# Work to be completed:
Reproduce every row below, swapping each "single marker" for "single dot" and leaving the rest unchanged.

# Given data:
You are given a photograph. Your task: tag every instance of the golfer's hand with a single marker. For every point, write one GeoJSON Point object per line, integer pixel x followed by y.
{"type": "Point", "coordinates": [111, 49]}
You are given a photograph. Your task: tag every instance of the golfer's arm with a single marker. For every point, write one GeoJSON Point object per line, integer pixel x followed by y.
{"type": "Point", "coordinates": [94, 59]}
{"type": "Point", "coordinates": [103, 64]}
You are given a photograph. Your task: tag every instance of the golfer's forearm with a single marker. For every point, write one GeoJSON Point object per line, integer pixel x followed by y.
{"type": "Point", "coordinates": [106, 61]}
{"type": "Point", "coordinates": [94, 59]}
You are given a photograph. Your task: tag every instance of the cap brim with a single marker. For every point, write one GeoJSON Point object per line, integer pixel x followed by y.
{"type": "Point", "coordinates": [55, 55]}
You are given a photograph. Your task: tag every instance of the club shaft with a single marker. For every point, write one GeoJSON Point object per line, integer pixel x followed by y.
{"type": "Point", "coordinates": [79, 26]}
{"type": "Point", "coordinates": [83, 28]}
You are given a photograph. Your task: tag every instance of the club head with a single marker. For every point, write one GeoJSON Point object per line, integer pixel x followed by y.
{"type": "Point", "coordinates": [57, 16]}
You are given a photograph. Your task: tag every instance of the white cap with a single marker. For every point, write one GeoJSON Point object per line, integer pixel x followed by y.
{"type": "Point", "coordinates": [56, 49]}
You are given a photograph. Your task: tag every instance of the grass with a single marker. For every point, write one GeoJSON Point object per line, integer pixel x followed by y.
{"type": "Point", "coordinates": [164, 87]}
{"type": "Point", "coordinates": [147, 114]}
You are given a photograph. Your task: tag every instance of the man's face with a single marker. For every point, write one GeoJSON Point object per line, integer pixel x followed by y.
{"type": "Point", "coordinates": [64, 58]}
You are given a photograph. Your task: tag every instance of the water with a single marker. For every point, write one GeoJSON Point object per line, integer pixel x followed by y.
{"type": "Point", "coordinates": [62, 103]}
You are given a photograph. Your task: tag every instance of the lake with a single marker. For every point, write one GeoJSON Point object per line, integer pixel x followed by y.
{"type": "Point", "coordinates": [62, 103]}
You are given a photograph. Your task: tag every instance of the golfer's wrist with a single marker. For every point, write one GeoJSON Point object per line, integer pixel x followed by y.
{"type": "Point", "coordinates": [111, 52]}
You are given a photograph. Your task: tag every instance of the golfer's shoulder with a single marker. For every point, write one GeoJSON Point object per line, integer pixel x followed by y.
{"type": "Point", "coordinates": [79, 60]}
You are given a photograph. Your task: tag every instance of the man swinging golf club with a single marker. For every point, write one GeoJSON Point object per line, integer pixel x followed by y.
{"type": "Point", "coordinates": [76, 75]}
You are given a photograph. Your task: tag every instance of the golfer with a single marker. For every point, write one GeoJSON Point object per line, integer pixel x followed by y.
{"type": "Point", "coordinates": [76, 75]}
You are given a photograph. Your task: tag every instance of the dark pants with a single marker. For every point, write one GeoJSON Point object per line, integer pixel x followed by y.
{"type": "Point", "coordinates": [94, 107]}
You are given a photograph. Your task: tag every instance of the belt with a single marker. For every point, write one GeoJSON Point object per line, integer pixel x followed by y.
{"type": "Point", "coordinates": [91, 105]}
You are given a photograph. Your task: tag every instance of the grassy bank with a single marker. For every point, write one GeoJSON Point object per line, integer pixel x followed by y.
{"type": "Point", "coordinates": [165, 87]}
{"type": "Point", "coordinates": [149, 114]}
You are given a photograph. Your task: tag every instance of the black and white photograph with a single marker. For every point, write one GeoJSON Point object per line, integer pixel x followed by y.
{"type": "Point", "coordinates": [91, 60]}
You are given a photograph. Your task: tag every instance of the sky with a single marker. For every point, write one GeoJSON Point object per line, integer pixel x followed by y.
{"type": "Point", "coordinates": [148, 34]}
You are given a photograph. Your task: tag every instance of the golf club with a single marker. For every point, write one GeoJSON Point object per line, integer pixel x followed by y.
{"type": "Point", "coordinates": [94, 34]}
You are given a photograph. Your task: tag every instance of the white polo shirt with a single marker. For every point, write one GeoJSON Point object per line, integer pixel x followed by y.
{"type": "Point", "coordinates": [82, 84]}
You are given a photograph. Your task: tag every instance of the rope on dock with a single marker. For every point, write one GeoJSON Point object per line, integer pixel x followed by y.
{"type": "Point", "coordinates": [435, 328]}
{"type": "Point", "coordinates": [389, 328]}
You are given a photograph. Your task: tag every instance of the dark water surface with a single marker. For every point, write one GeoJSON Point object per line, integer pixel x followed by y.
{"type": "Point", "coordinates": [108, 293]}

# Response to the exercise:
You are given a photograph. Your task: tag every instance of the golfer's hand with a single dot. For every point, write one GeoJSON Point object per line, integer pixel x followed by y.
{"type": "Point", "coordinates": [111, 49]}
You are given a photograph. Your task: tag every instance of the golfer's arm with a single dot. For every point, write one GeoJSON Point object per line, integer pixel x followed by y.
{"type": "Point", "coordinates": [94, 59]}
{"type": "Point", "coordinates": [103, 64]}
You are given a photograph. Your task: tag every instance of the golfer's forearm with a single dot. For every point, write one GeoJSON Point object per line, integer pixel x followed by y.
{"type": "Point", "coordinates": [106, 61]}
{"type": "Point", "coordinates": [94, 59]}
You are given a photograph. Your task: tag every instance of the cap brim with a single dot. For every point, write one GeoJSON Point object per line, integer pixel x followed by y.
{"type": "Point", "coordinates": [55, 55]}
You are given a photograph. Your task: tag every instance of the club shaft with a single dot. For every point, write one GeoJSON Point object per line, integer pixel x followed by y.
{"type": "Point", "coordinates": [79, 26]}
{"type": "Point", "coordinates": [83, 28]}
You are given a photograph. Your task: tag every instance of the club head with a single dot. For every point, write one GeoJSON Point object per line, integer pixel x followed by y.
{"type": "Point", "coordinates": [57, 16]}
You are given a photograph. Your task: tag every instance of the white cap with a single dot. For every point, write one GeoJSON Point object per line, integer pixel x followed by y.
{"type": "Point", "coordinates": [56, 49]}
You are given a photograph. Your task: tag every instance of the grass with a single dot. For every point, write one GeoJSON Point object per line, integer pixel x followed by y.
{"type": "Point", "coordinates": [164, 87]}
{"type": "Point", "coordinates": [147, 114]}
You are given a photograph. Your task: tag every instance of the man's face with a single dot. For every point, write one GeoJSON Point object per line, integer pixel x followed by y.
{"type": "Point", "coordinates": [64, 58]}
You are given a photograph. Your task: tag every instance of the water with a single dot. For every point, write one GeoJSON Point object per line, integer pixel x followed by y.
{"type": "Point", "coordinates": [62, 103]}
You are given a photograph. Your task: tag every instance of the lake with a single dot. For every point, write one GeoJSON Point object per line, integer pixel x followed by y.
{"type": "Point", "coordinates": [62, 103]}
You are given a photograph. Your task: tag every instance of the golfer's wrist with a single dot. For every point, write one GeoJSON Point object per line, integer pixel x followed by y.
{"type": "Point", "coordinates": [111, 52]}
You are given a photograph. Your task: tag every instance of the golfer's shoulder with a single dot. For every point, write one GeoJSON Point object per line, integer pixel x followed by y.
{"type": "Point", "coordinates": [79, 60]}
You are given a photograph. Your task: tag every instance of the man swinging golf club with a single dot. For every point, write one GeoJSON Point object per line, integer pixel x followed by y.
{"type": "Point", "coordinates": [76, 75]}
You are given a photograph. Your task: tag every instance of the golfer with a single dot. For every point, write one GeoJSON Point object per line, integer pixel x followed by y.
{"type": "Point", "coordinates": [76, 75]}
You are given a photograph. Your task: tag every instance of the dark pants with a single dot. For every point, write one GeoJSON Point object per line, integer pixel x followed by y.
{"type": "Point", "coordinates": [94, 107]}
You are given a photograph. Your task: tag every instance of the belt with a single dot. For every point, write one GeoJSON Point object per line, integer pixel x followed by y.
{"type": "Point", "coordinates": [91, 105]}
You are given a photograph. Your task: tag every instance of the grassy bank with a single dot. For every point, write one GeoJSON Point object per line, integer pixel x followed by y.
{"type": "Point", "coordinates": [165, 87]}
{"type": "Point", "coordinates": [149, 114]}
You are given a photograph. Your task: tag every instance of the black and white photograph with a single dot. For every point, write one GeoJSON Point object per line, integer pixel x followed by y.
{"type": "Point", "coordinates": [91, 60]}
You are given a photograph. Your task: tag every instance of the sky with a single dot. For every point, write one GeoJSON Point object per line, integer pixel x followed by y.
{"type": "Point", "coordinates": [148, 34]}
You are given a photograph. Your task: tag every instance of the golf club with a single dot. For every point, write one GeoJSON Point object per line, integer pixel x followed by y.
{"type": "Point", "coordinates": [94, 34]}
You are given a photograph. Your task: tag every instance of the white polo shirt with a single dot. For every point, write one GeoJSON Point object per line, integer pixel x followed by y.
{"type": "Point", "coordinates": [82, 84]}
You are given a photograph. Your task: tag every instance of the rope on dock with a single dot. For every point, write one GeoJSON Point object per line, integer pixel x followed by y.
{"type": "Point", "coordinates": [435, 328]}
{"type": "Point", "coordinates": [389, 328]}
You are given a photograph. Your task: tag every instance of the dark water surface with a single dot. For every point, write one GeoJSON Point object per line, integer pixel x followed by y.
{"type": "Point", "coordinates": [108, 293]}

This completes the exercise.